## [GIVEN RECORDS]
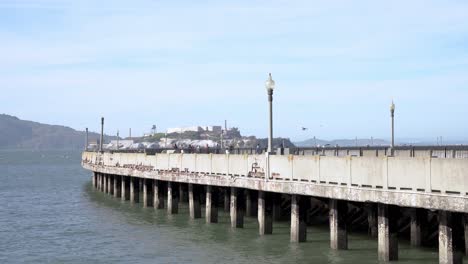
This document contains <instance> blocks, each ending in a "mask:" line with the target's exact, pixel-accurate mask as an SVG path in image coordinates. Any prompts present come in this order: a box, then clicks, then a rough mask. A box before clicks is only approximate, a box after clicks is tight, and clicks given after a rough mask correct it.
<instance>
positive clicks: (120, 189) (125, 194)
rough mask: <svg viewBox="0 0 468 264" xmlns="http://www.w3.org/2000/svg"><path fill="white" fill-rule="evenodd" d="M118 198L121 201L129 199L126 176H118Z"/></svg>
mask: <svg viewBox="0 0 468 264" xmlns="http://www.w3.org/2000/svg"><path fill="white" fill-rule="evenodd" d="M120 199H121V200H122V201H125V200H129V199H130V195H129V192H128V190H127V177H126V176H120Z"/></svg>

---

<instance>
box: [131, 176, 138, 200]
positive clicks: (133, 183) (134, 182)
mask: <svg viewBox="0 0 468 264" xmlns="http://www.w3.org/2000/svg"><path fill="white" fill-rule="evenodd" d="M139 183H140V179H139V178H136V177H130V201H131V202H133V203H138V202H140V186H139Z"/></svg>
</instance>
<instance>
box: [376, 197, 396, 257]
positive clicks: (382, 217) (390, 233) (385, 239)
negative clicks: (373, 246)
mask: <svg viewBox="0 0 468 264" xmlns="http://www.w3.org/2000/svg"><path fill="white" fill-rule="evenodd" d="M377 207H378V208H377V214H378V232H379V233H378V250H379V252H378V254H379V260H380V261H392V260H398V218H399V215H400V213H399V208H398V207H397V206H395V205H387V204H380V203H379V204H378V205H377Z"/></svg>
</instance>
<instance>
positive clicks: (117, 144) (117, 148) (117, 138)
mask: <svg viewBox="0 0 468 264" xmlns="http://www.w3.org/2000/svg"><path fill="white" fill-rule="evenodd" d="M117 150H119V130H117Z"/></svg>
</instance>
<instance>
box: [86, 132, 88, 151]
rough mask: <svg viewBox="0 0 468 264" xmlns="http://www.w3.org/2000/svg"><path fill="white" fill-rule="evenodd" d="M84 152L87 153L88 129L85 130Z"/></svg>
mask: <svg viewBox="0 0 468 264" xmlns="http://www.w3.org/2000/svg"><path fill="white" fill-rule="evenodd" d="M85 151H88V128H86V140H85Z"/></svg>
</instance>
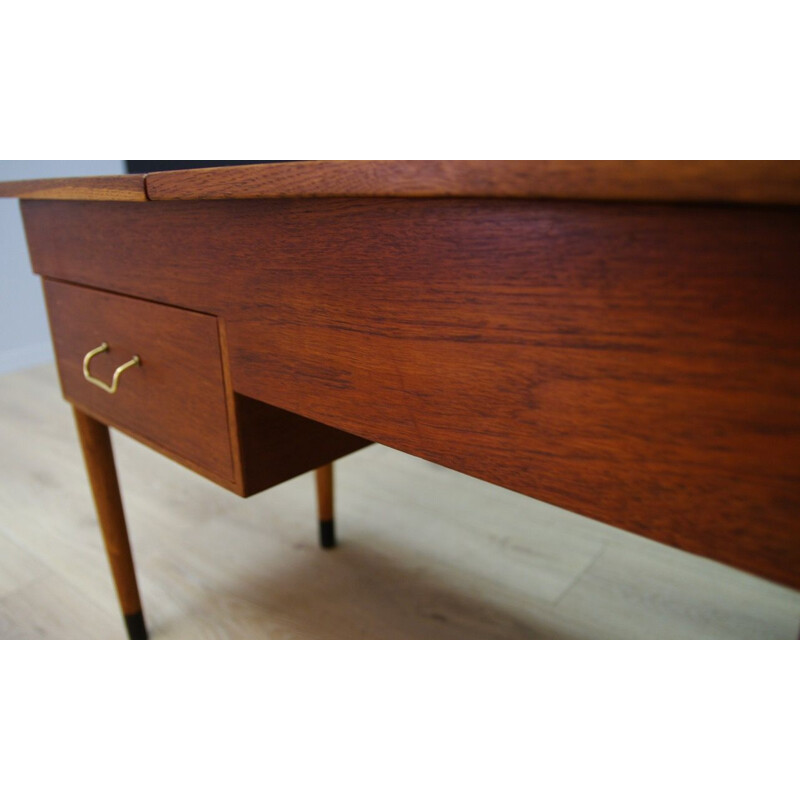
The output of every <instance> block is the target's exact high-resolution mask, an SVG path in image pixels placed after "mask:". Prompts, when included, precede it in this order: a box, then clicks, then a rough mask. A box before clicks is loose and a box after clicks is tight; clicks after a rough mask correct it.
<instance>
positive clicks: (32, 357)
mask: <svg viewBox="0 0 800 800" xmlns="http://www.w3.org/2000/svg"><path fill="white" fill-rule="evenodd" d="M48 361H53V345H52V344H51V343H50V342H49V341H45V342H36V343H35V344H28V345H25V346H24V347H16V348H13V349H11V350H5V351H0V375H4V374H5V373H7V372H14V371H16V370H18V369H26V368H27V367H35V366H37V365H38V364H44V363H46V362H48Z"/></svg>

## [AIM OF THE TASK]
Going through the entries above, show each line that contains "order".

## [OUTPUT]
This document contains <instance> blocks, each ending in a "mask:" line with the target's exact, pixel-accurate mask as an SVG path in image coordinates. Any prompts present come in this order: a box, then clicks, then a rough mask. A box before clicks is only approximate, a box after clicks is tight, and clicks given after a rough mask correct it.
The output of every <instance> block is the target's exact high-resolution mask, an SVG path in image pixels placed after "mask:". Prompts, when included, precede it in this order: a box, then clicks, then a rough mask. A box before clicks is loose and a box after clicks is tight; clicks after a rough mask correct it.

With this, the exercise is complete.